### Given task
The line containing "[point] at the blue sky" marks the start of the required copy, which runs to the final line of the entries; return those lines exactly, without any pictures.

### Data excerpts
══════

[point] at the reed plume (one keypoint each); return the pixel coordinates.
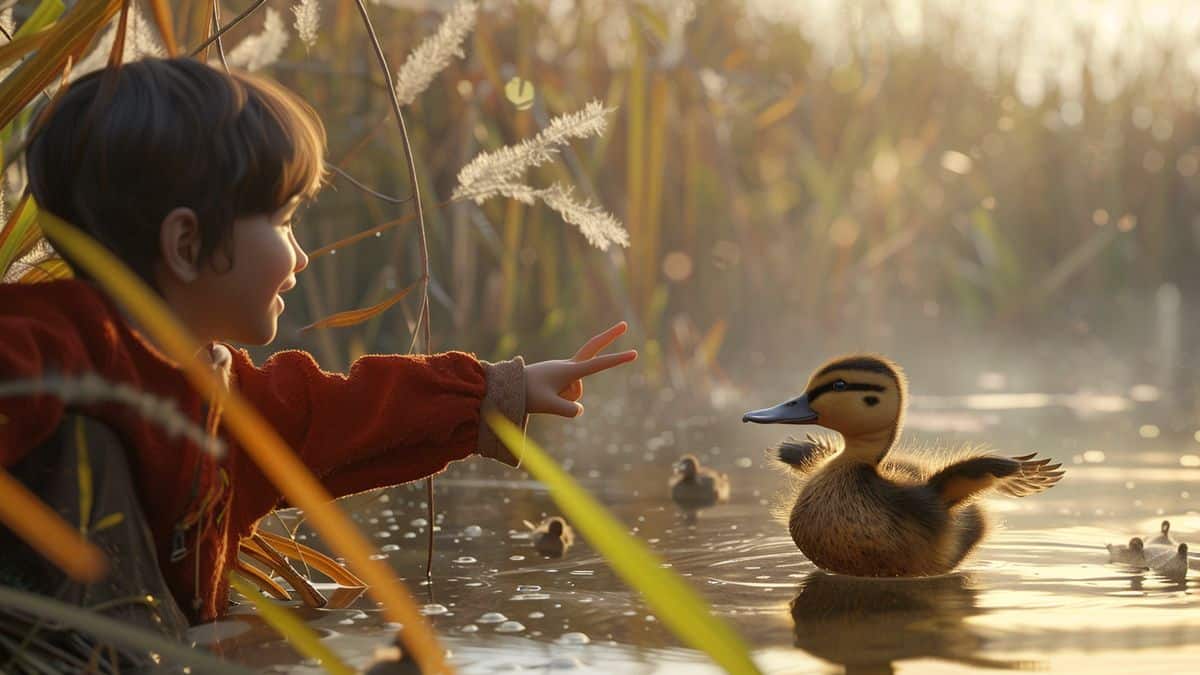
(91, 388)
(436, 53)
(258, 51)
(497, 174)
(307, 21)
(141, 40)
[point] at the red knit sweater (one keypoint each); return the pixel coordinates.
(390, 420)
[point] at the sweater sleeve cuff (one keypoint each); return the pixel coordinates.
(505, 395)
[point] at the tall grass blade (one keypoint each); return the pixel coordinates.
(355, 317)
(118, 632)
(166, 25)
(70, 36)
(19, 234)
(679, 608)
(303, 638)
(257, 438)
(45, 530)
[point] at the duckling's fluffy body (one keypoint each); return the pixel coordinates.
(864, 508)
(695, 485)
(880, 521)
(552, 537)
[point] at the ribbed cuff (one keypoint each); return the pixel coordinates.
(504, 394)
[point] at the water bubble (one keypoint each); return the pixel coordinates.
(564, 663)
(574, 639)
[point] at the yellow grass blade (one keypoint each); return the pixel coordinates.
(353, 317)
(257, 438)
(673, 602)
(166, 27)
(39, 525)
(21, 46)
(117, 52)
(19, 233)
(303, 638)
(83, 475)
(47, 270)
(69, 36)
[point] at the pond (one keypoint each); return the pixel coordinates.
(1038, 595)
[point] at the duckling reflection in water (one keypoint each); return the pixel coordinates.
(868, 625)
(552, 537)
(694, 485)
(861, 512)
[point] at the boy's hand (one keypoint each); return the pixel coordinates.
(555, 387)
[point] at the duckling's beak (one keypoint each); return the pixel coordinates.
(797, 411)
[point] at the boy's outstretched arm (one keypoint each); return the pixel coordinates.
(395, 418)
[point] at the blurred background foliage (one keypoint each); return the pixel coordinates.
(838, 174)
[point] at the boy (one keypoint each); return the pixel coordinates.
(191, 177)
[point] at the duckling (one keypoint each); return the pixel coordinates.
(695, 485)
(1168, 561)
(1133, 554)
(1164, 535)
(552, 537)
(859, 512)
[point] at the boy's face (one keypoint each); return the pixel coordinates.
(243, 303)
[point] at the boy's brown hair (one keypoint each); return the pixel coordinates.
(121, 148)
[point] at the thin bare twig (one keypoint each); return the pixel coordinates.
(366, 189)
(227, 28)
(423, 317)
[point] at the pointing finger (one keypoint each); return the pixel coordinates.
(597, 344)
(598, 364)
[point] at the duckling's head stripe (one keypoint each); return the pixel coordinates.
(870, 364)
(816, 392)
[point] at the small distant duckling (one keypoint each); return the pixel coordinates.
(1168, 562)
(552, 537)
(1164, 535)
(1159, 553)
(1132, 554)
(695, 485)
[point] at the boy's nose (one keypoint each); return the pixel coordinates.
(301, 257)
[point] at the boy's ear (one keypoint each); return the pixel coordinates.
(179, 242)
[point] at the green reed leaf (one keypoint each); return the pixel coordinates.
(303, 638)
(118, 632)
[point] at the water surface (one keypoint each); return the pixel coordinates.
(1038, 595)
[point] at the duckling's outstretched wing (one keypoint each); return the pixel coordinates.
(1015, 477)
(804, 455)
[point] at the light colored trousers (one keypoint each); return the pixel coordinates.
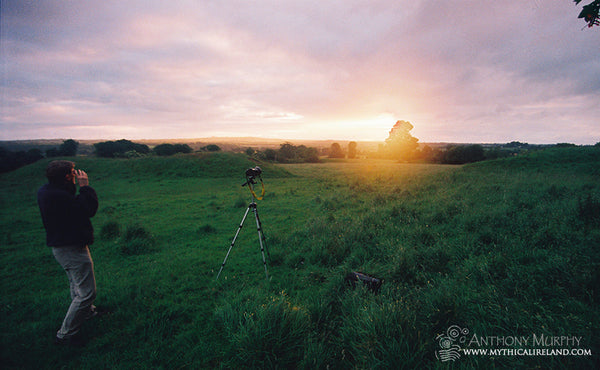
(79, 267)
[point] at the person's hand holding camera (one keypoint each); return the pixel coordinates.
(82, 178)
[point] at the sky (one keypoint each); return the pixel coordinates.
(458, 70)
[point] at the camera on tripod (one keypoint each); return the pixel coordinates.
(251, 174)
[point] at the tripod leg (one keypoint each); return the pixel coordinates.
(260, 240)
(233, 241)
(262, 234)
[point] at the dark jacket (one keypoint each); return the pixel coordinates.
(66, 216)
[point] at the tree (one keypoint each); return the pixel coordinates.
(400, 144)
(590, 13)
(464, 154)
(119, 148)
(336, 151)
(170, 149)
(211, 148)
(352, 150)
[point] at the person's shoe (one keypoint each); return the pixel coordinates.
(73, 341)
(96, 312)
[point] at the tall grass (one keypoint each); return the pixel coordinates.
(506, 247)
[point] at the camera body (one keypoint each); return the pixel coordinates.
(251, 173)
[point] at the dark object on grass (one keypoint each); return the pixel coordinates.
(371, 282)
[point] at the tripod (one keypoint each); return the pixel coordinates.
(261, 236)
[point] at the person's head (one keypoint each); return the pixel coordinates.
(60, 172)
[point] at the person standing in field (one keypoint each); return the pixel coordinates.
(69, 232)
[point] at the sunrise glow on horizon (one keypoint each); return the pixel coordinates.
(459, 71)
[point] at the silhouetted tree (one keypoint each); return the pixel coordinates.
(352, 149)
(590, 13)
(170, 149)
(400, 144)
(211, 148)
(119, 148)
(461, 154)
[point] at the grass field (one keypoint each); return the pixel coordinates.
(506, 248)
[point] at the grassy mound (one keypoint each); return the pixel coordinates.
(506, 248)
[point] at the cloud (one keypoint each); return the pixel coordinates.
(457, 70)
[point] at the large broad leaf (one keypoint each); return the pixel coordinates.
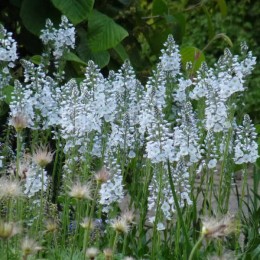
(76, 10)
(70, 56)
(35, 12)
(121, 52)
(101, 58)
(193, 55)
(103, 32)
(160, 7)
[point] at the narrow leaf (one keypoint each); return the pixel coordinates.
(76, 10)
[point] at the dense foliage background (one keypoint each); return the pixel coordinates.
(109, 32)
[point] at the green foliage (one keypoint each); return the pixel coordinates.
(76, 10)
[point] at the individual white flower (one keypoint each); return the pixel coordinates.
(212, 163)
(160, 226)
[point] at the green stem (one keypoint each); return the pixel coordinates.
(245, 177)
(114, 243)
(18, 152)
(196, 247)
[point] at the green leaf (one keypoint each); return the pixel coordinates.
(36, 59)
(223, 7)
(193, 55)
(103, 32)
(101, 58)
(121, 52)
(159, 7)
(7, 92)
(224, 37)
(209, 20)
(34, 14)
(76, 10)
(70, 56)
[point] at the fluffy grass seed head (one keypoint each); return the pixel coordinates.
(92, 252)
(80, 191)
(108, 253)
(102, 176)
(120, 225)
(42, 156)
(19, 122)
(10, 188)
(128, 216)
(219, 228)
(88, 223)
(30, 247)
(8, 229)
(51, 226)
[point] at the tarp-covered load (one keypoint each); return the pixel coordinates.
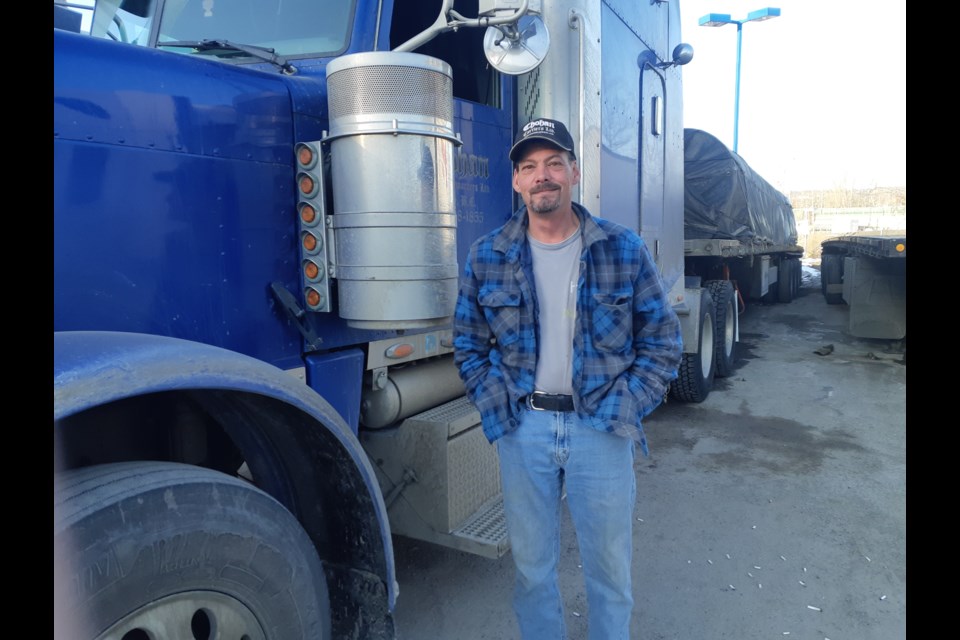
(725, 199)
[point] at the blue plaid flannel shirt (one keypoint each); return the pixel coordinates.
(627, 346)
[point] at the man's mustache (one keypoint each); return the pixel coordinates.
(544, 186)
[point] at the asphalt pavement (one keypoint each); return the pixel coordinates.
(776, 508)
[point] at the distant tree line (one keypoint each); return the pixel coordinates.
(894, 197)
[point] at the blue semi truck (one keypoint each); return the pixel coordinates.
(261, 208)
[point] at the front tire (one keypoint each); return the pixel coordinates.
(786, 280)
(167, 550)
(696, 372)
(831, 277)
(724, 295)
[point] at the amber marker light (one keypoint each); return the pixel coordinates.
(305, 156)
(308, 186)
(399, 350)
(308, 214)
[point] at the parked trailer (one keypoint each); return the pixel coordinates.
(740, 243)
(869, 274)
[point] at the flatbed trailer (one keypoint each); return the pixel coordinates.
(868, 273)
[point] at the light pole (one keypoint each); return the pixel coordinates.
(720, 19)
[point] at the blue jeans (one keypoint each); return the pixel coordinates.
(547, 451)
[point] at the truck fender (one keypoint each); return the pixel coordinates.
(96, 368)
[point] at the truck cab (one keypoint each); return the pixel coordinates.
(261, 210)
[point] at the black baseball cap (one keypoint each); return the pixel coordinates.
(552, 131)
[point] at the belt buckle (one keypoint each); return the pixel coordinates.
(530, 404)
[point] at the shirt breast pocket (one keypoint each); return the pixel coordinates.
(502, 310)
(612, 321)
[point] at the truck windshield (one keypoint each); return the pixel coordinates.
(290, 28)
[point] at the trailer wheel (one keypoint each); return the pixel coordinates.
(725, 324)
(166, 550)
(831, 274)
(695, 375)
(786, 279)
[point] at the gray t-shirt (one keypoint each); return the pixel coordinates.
(556, 270)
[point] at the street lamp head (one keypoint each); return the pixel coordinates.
(720, 19)
(762, 14)
(716, 20)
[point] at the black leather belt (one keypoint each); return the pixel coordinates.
(539, 401)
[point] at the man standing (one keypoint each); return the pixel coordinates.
(565, 340)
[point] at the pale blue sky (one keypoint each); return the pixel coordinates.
(822, 89)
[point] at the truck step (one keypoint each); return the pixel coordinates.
(487, 528)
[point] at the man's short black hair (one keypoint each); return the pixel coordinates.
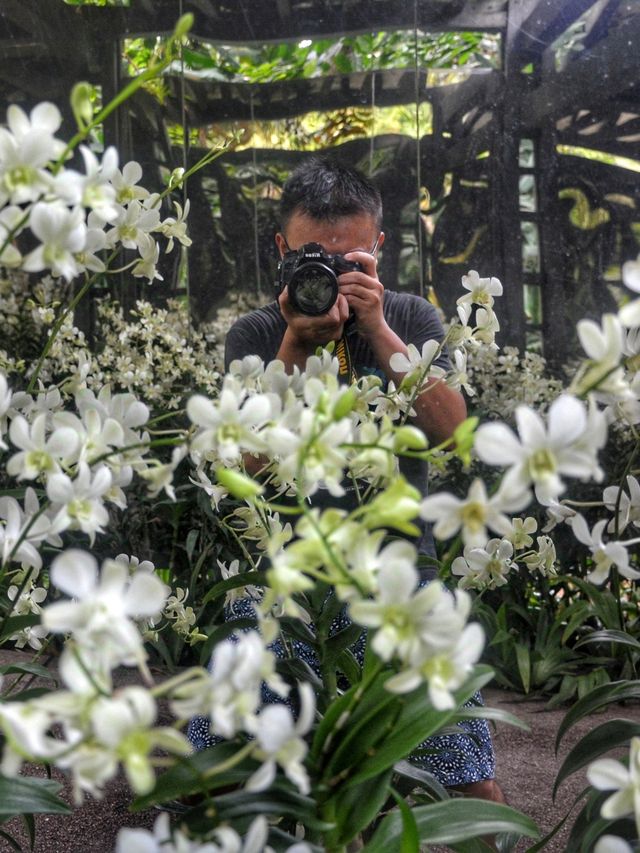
(325, 190)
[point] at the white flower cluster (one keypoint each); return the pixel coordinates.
(73, 215)
(224, 839)
(503, 379)
(544, 451)
(313, 436)
(98, 728)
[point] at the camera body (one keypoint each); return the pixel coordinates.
(311, 276)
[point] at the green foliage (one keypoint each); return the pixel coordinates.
(553, 636)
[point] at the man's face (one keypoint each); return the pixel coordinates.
(344, 235)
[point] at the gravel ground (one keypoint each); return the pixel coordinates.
(526, 763)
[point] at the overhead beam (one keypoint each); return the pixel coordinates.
(609, 68)
(536, 26)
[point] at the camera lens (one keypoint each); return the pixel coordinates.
(313, 289)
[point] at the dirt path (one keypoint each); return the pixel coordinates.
(526, 770)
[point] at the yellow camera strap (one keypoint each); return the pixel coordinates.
(345, 366)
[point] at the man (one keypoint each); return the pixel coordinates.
(329, 204)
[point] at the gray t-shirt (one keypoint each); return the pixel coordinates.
(411, 317)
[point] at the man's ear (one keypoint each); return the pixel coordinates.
(281, 243)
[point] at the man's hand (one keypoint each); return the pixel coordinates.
(364, 293)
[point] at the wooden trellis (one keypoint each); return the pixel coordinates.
(519, 163)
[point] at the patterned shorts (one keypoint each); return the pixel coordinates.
(454, 759)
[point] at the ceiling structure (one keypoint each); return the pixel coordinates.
(587, 97)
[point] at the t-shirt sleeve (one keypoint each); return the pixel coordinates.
(418, 322)
(258, 333)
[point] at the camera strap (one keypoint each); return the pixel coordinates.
(345, 366)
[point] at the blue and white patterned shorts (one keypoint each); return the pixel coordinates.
(454, 759)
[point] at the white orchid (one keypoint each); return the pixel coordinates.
(415, 361)
(176, 227)
(459, 376)
(147, 265)
(485, 329)
(12, 222)
(230, 694)
(604, 344)
(568, 445)
(22, 532)
(481, 292)
(92, 189)
(474, 514)
(133, 225)
(484, 567)
(397, 612)
(27, 145)
(62, 233)
(126, 183)
(102, 615)
(124, 725)
(279, 741)
(519, 535)
(625, 505)
(544, 559)
(449, 649)
(39, 454)
(608, 774)
(229, 426)
(605, 554)
(78, 503)
(224, 839)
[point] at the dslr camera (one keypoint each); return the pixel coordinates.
(311, 276)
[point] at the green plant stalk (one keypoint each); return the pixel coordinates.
(58, 325)
(154, 70)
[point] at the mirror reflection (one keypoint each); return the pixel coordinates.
(504, 136)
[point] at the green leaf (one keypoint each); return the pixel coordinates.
(452, 821)
(358, 806)
(29, 668)
(485, 713)
(523, 659)
(30, 795)
(187, 776)
(603, 738)
(279, 803)
(221, 633)
(337, 643)
(609, 636)
(13, 844)
(344, 711)
(606, 694)
(416, 722)
(418, 777)
(410, 842)
(190, 544)
(16, 623)
(222, 587)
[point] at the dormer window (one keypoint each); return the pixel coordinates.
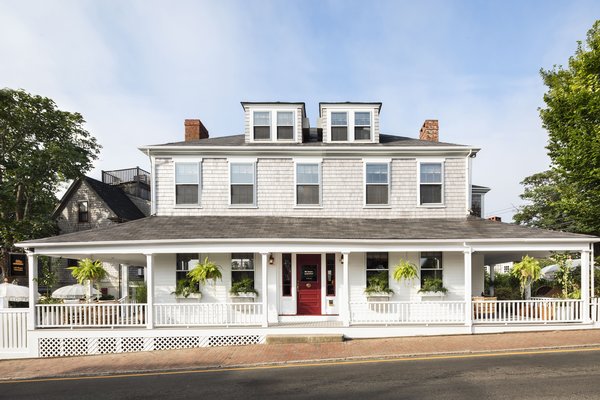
(262, 125)
(339, 126)
(362, 126)
(285, 125)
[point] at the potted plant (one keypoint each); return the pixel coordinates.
(203, 272)
(405, 271)
(185, 289)
(243, 290)
(433, 287)
(89, 271)
(378, 288)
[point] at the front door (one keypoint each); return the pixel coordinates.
(309, 284)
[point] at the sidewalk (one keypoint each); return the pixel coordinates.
(219, 357)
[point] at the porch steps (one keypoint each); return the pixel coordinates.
(287, 339)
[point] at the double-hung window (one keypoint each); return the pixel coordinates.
(431, 266)
(308, 184)
(339, 126)
(82, 212)
(285, 125)
(187, 183)
(362, 125)
(242, 267)
(242, 183)
(262, 125)
(377, 184)
(430, 183)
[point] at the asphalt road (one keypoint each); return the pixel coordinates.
(550, 375)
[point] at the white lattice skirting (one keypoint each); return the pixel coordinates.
(78, 346)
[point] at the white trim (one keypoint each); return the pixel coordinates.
(443, 183)
(304, 161)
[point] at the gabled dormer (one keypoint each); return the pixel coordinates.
(275, 122)
(349, 122)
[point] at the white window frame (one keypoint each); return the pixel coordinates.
(273, 127)
(252, 125)
(252, 161)
(443, 183)
(199, 183)
(388, 162)
(351, 116)
(304, 161)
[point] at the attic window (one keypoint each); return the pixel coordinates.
(82, 212)
(339, 126)
(285, 125)
(262, 125)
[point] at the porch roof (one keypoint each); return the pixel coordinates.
(169, 228)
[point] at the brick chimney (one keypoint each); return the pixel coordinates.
(430, 130)
(195, 130)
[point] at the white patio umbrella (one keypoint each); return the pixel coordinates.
(73, 292)
(10, 291)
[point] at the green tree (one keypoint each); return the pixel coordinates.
(40, 148)
(568, 196)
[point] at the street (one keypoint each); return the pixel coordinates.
(535, 375)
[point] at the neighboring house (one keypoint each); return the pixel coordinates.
(314, 217)
(123, 195)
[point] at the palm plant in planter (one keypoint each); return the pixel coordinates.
(205, 271)
(88, 271)
(433, 287)
(378, 288)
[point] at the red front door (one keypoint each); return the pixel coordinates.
(308, 267)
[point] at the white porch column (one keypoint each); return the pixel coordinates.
(585, 284)
(149, 276)
(32, 275)
(265, 288)
(468, 286)
(345, 300)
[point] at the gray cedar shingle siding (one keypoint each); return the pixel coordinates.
(264, 227)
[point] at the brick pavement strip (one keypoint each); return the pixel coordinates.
(214, 357)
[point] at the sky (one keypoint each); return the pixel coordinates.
(136, 69)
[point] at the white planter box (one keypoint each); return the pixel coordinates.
(243, 297)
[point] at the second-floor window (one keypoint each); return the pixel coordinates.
(262, 125)
(308, 184)
(285, 125)
(377, 184)
(339, 126)
(242, 183)
(82, 212)
(430, 183)
(362, 125)
(187, 183)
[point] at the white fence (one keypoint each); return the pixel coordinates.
(207, 314)
(90, 315)
(426, 312)
(527, 311)
(13, 330)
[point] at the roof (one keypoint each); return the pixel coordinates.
(165, 228)
(239, 140)
(114, 197)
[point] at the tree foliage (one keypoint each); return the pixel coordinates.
(40, 147)
(567, 197)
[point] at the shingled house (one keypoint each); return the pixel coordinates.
(317, 220)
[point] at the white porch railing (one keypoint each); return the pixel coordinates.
(527, 311)
(206, 314)
(426, 312)
(13, 330)
(90, 315)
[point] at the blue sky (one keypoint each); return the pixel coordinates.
(137, 69)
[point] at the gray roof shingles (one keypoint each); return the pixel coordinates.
(264, 227)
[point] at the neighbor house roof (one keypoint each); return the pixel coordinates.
(114, 197)
(157, 228)
(239, 140)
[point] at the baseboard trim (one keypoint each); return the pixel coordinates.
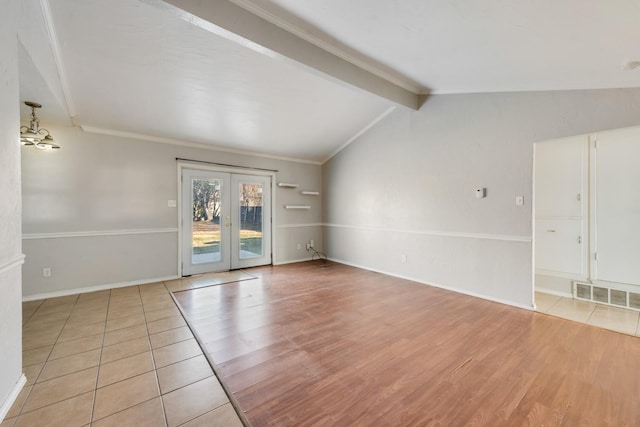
(291, 261)
(554, 292)
(75, 291)
(437, 285)
(95, 233)
(13, 395)
(441, 233)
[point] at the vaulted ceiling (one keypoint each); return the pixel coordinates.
(302, 79)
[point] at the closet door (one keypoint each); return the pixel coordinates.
(560, 207)
(616, 196)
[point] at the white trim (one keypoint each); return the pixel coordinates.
(502, 237)
(340, 53)
(437, 285)
(57, 55)
(95, 288)
(72, 234)
(202, 146)
(554, 292)
(12, 263)
(291, 261)
(360, 133)
(313, 224)
(13, 395)
(563, 275)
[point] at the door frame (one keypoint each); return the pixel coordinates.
(232, 170)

══════

### Exercise answer
[point] at the blue sky (one keypoint each); return the pixel coordinates.
(137, 69)
[point] at the gray roof shingles (one keypoint each); return the pixel coordinates.
(264, 227)
[point] at the neighbor house roof (one keypoint each); return the pixel coordinates.
(114, 197)
(157, 228)
(239, 140)
[point] at the baseboard trim (one keypoint each); return the pixel coordinates.
(291, 261)
(554, 292)
(75, 291)
(437, 285)
(95, 233)
(13, 395)
(441, 233)
[point] at the vaulted ceiling (one keypoint each); return the pixel coordinates.
(302, 79)
[point] at the closet door (one keypoint each); return the pixel coordinates.
(560, 207)
(616, 196)
[point] at the white trim (one keypoint each); return the pixel coordinates.
(502, 237)
(340, 53)
(437, 285)
(57, 55)
(95, 288)
(72, 234)
(202, 146)
(554, 292)
(12, 263)
(291, 261)
(360, 133)
(313, 224)
(13, 395)
(563, 275)
[point] at the door frame (one keypoint each); return the pixel coordinates.
(232, 170)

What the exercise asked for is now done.